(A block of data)
------------------------------

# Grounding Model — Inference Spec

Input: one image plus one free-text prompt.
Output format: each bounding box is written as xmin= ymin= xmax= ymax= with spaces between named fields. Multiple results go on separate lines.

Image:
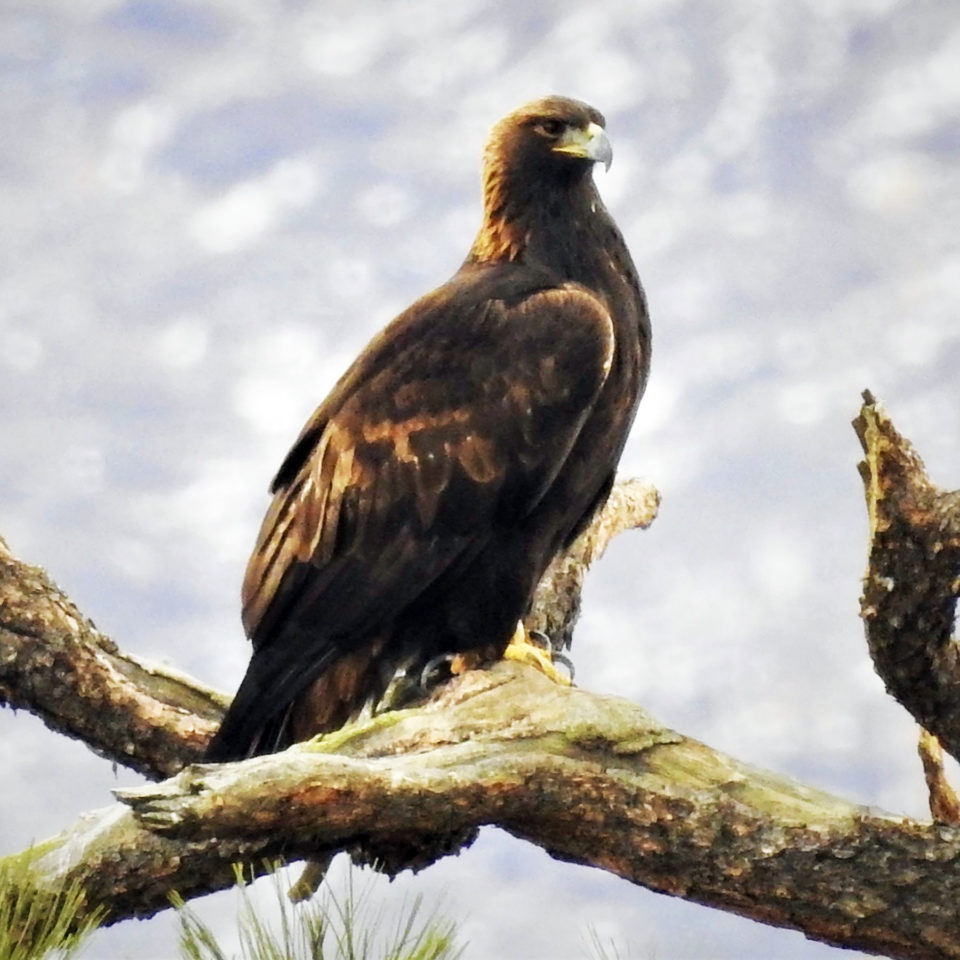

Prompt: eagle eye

------------------------------

What is required: Reproduce the material above line for line, without the picture.

Answer to the problem:
# Grounding Model — Inference Spec

Input: one image plus one free-text prompt.
Output format: each bounding box is written as xmin= ymin= xmax= ymax= with spaces between named fields. Multiple results go on separate lines.

Image:

Prompt: eagle eye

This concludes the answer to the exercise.